(Direction)
Write out every record below exactly as it appears.

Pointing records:
╭──

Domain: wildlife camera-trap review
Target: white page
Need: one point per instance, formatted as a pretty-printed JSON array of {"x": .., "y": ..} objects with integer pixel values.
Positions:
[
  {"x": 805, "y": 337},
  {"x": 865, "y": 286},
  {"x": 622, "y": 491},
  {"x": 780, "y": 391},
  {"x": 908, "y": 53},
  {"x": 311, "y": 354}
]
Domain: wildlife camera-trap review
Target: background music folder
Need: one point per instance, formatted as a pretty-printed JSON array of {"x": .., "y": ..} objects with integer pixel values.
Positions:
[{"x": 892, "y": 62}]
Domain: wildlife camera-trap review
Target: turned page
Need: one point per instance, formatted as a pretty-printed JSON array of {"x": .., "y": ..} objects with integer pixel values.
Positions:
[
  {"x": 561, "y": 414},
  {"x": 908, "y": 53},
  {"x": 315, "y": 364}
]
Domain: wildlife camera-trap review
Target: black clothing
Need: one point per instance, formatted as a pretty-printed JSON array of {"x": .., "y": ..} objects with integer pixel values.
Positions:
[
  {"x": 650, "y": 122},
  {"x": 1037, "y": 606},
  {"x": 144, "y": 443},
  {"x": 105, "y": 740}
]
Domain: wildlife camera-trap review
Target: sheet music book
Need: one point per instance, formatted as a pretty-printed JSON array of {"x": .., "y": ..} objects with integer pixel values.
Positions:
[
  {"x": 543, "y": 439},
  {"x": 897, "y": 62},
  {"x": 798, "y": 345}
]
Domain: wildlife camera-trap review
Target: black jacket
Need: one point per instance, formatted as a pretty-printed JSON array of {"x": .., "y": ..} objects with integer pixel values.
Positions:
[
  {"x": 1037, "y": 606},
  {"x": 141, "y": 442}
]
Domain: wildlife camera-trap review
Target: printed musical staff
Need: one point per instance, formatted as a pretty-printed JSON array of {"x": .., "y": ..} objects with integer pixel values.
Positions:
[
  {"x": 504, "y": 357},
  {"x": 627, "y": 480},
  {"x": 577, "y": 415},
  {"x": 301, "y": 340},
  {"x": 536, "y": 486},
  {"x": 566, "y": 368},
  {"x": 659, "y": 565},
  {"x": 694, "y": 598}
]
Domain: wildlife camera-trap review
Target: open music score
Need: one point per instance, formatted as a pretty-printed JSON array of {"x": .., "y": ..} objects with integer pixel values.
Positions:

╰──

(Expected answer)
Domain: wildlife camera-trap review
Target: white page
Need: one point per instance, formatted as a pretty-printed JSON array of {"x": .., "y": ..} objects with integer pixel values.
Positions:
[
  {"x": 805, "y": 337},
  {"x": 865, "y": 286},
  {"x": 622, "y": 491},
  {"x": 780, "y": 391},
  {"x": 908, "y": 53},
  {"x": 311, "y": 354}
]
Domain: wildlife camera-trap review
Target: background music folder
Need: one point per instance, formatted as a pretty-printed JSON array of {"x": .., "y": ..} objects with integer pixel values.
Positions:
[{"x": 892, "y": 62}]
Domain: wildlife camera-trap review
Target: turned page
Need: one point per instance, formatted as a pretty-printed JSON array of {"x": .., "y": ..} objects with integer pixel values.
Positions:
[
  {"x": 561, "y": 414},
  {"x": 908, "y": 53},
  {"x": 315, "y": 364}
]
Domain: wildlife camera-trap review
Target: black clothing
Need: one point per instance, formatted as a pretty-printed JSON array of {"x": .., "y": ..} objects with integer pixel values.
Positions:
[
  {"x": 650, "y": 122},
  {"x": 1037, "y": 606},
  {"x": 144, "y": 443},
  {"x": 105, "y": 740}
]
Domain: wildlife camera-trap review
Target: sheet music book
Need: one point per instance, formatted as a pretty-printed JSON array of {"x": .., "y": ..} objects with integer pixel values.
Positions:
[
  {"x": 543, "y": 439},
  {"x": 897, "y": 62},
  {"x": 798, "y": 345}
]
Domain: wildlife camera-trap review
Target: black jacket
Need: one point per instance, formatted as a pretty-printed JSON array of {"x": .., "y": ..} objects with integer pixel values.
Positions:
[
  {"x": 1037, "y": 606},
  {"x": 141, "y": 442}
]
Domain: wildlife camera-trap review
Target: printed musical staff
Need: one point per instance, formatted as a pretty-printed JSON array of {"x": .., "y": ..} objects with integer pixel values.
Positions:
[
  {"x": 504, "y": 357},
  {"x": 627, "y": 480},
  {"x": 577, "y": 415},
  {"x": 301, "y": 340},
  {"x": 536, "y": 486},
  {"x": 566, "y": 368},
  {"x": 659, "y": 565},
  {"x": 694, "y": 598}
]
Domain: wildlife camera-trap review
Target: open music score
Need: one point per instance, formatted as a pretty-printed JSON array of {"x": .., "y": ..} objects with integer pixel values.
Positions:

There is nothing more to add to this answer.